__Fragmento seleccionado__
++++++++++++++++++++

Cuando un texto me dice algo que yo no sabía que sabía, es un buen texto.

En los 80 usted crea su propia revista, “Uno mismo”, cuyo eje editorial era el bienestar físico y espiritual y en la que colaboraban muchos médicos, terapeutas y especialistas en salud que no manejaban precisamente un lenguaje periodístico. ¿Cómo se edita a quien no sabe escribir?

Primero, con sangre fría. Tienes que olvidarte de la persona y pensar en el texto, en que lo vas a cambiar, lo vas a ordenar, en que vas a construir un camino para que se pueda leer, para que sea claro y que se entienda.

Pero al final luego de tantos cambios, ese texto ya no es enteramente del autor… ¿Es válido que vaya firmado?

Sí, yo dejo la firma. Es curioso porque muchos de ellos llegaron a pensar que escribían bien y recibían buen feedback de la gente, que les pedía más textos, pero  llegó un momento en el que yo me cansé de reescribir las sesenta y cuatro páginas de la revista. Eran como catorce artículos de diez páginas cada dos o tres días y eso me impedía escribir a mí. Redacté una pauta para que los colaboradores me faciliten la tarea, de lo cual nació un taller práctico que se extendió por cinco años. De toda esta experiencia, tanto de la guía como de las clases fue de donde nació el libro ¿Cómo lo escribo?, en 1988.

++++++++++++++++++++

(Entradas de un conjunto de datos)
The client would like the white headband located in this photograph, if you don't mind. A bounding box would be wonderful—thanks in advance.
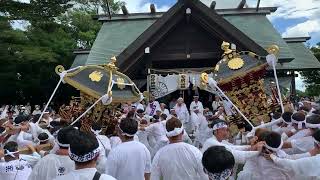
[90,127,102,136]
[305,122,320,129]
[55,138,70,148]
[205,169,232,180]
[291,116,306,129]
[118,125,134,137]
[68,147,100,162]
[0,130,7,136]
[166,126,183,137]
[212,122,228,131]
[264,138,283,152]
[313,138,320,146]
[4,149,19,158]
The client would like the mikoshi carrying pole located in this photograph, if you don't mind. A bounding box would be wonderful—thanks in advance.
[70,94,112,126]
[266,46,284,113]
[202,75,254,128]
[36,66,81,123]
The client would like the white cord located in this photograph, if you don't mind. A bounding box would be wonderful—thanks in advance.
[272,63,284,113]
[36,66,81,124]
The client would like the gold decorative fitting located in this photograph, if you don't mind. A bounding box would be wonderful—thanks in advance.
[267,45,280,55]
[214,64,220,72]
[221,41,232,55]
[55,65,65,74]
[228,58,244,70]
[201,73,209,84]
[219,41,244,70]
[117,77,126,90]
[89,71,103,82]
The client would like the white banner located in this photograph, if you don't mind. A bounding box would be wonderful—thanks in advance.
[148,73,216,99]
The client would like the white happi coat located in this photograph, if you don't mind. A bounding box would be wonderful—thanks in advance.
[237,156,294,180]
[191,113,212,145]
[174,104,189,124]
[271,155,320,180]
[174,103,192,133]
[55,168,116,180]
[151,142,208,180]
[145,121,169,157]
[190,101,203,113]
[29,154,75,180]
[0,159,32,180]
[146,101,160,116]
[201,135,259,164]
[287,129,311,141]
[107,141,151,180]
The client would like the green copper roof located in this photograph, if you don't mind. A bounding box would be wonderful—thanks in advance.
[277,42,320,70]
[224,15,294,59]
[86,19,155,64]
[70,53,89,69]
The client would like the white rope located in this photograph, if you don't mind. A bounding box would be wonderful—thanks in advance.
[36,78,63,124]
[266,54,284,113]
[209,78,254,128]
[272,63,284,113]
[36,66,81,124]
[70,94,111,126]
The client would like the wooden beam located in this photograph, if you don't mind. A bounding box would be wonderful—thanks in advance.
[121,6,129,15]
[151,52,221,62]
[237,0,247,9]
[210,1,217,9]
[256,0,260,12]
[150,4,157,14]
[19,144,53,154]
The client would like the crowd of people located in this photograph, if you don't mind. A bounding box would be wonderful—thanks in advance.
[0,96,320,180]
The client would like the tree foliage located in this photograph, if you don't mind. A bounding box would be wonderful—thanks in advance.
[0,0,124,104]
[301,43,320,96]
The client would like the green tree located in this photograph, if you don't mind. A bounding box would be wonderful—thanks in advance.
[76,0,125,15]
[301,43,320,96]
[0,0,125,104]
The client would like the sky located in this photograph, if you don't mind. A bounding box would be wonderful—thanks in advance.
[13,0,320,90]
[119,0,320,91]
[122,0,320,46]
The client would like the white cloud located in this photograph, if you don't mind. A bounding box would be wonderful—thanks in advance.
[248,0,320,39]
[122,0,170,13]
[282,19,320,37]
[248,0,320,20]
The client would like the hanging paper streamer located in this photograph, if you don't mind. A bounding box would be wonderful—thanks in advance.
[178,74,189,90]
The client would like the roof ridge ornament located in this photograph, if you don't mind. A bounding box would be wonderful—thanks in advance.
[104,56,118,71]
[220,41,244,71]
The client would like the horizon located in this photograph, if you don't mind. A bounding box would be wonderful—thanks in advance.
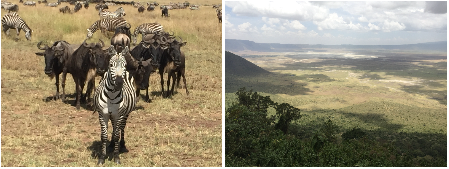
[225,38,447,46]
[223,1,447,45]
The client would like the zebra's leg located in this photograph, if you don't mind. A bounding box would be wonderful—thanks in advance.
[97,110,109,165]
[120,114,129,153]
[111,115,123,164]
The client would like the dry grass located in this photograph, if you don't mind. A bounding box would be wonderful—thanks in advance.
[1,0,222,167]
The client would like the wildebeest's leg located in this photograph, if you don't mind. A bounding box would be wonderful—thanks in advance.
[97,112,109,164]
[61,70,67,101]
[159,69,164,96]
[53,74,59,100]
[178,69,189,95]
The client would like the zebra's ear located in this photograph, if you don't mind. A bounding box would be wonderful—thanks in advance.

++++++++++++++++++++

__Tarea A__
Según la entrevista, ¿qué tipos de colaboradores escribían para la revista "Uno mismo"? Enuméralos todos.
__Tarea B__
En la entrevista, ¿cuántos años duró el taller práctico que surgió de la pauta para los colaboradores?
__Tarea C__
Prolonga la entrevista sobre la edición de textos a partir de su última oración.
Las entradas no hacen falta para resolver ninguna tarea.

__Respuesta A__
Médicos, terapeutas y especialistas en salud.

__Respuesta B__
Se extendió por cinco años.

__Respuesta C__
En 2013 usted lanzó una reedición de este libro, llamado ¿Cómo lo escribo 2.0? ¿En qué se diferencia esta versión de su título original?

El libro está reeditado no solamente porque la escritura en internet, la manera de producir textos y la manera de leerlos ha cambiado, sino que también ha cambiado la dinámica de la comunicación de la prensa escrita y las editoriales. El avance de los libros digitales sobre los libros de papel es un aspecto, pero también está este otro grupo de gente que antes se dedicaba a leer en el sillón, en vacaciones, en domingo, y que ahora se la pasan leyendo fragmentariamente en internet. Esto ha cambiado las pautas de producción. Internet introdujo el concepto terrible del “zapping” en la lectura y por esto esta versión habla de este tema además de otros como el vínculo con los editores.  No el que te corrige sino el dueño de la editorial. Esta nueva versión también habla sobre la “autoedición”, es decir, crearse un círculo de lectores y hacerse conocido, autopromoverse, para lo cual las redes sociales pueden ser muy útiles.

En la práctica, ¿De qué manera se definen estos cambios?

Básicamente se han acortado las unidades de lectura, pero ahora el tiempo de atención y captación de un texto es menos de un minuto, eso representa textos cortos y efectivos, lo cual como editor también te hace trabajar el texto desde una perspectiva diferente.

¿Cómo considera que aportan las redes sociales a esta nueva forma de presentar piezas periodísticas?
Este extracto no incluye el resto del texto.